_Dataset items_:
----------
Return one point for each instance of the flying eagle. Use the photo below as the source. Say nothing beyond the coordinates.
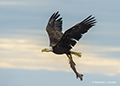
(62, 43)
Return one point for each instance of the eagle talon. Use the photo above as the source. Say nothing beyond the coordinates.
(80, 76)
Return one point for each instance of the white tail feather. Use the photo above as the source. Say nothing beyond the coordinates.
(76, 53)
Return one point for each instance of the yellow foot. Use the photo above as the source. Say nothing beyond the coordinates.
(69, 56)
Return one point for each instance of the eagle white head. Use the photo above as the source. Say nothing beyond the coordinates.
(47, 49)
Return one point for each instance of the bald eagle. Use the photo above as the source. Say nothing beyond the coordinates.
(62, 43)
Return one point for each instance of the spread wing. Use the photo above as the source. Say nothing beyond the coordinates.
(54, 29)
(73, 34)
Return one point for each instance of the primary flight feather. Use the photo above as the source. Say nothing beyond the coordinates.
(62, 43)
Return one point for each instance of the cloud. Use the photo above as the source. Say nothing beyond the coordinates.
(13, 3)
(25, 54)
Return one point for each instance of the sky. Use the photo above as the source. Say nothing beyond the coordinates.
(23, 35)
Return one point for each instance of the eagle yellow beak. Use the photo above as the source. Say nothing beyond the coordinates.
(43, 50)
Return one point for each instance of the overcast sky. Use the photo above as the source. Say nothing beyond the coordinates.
(23, 35)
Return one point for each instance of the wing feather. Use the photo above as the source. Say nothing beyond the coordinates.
(70, 36)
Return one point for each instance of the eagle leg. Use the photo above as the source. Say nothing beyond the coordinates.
(74, 69)
(72, 65)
----------
Reproduce word for word the lines of the dataset items above, beginning with the line that contains "Return one point for each instance of the eagle leg." and continuing through the final line.

_WRITTEN SOLUTION_:
Return one point for each instance of the eagle leg. Use the photo above as the source. Say nothing beyond the coordinates.
(74, 69)
(72, 65)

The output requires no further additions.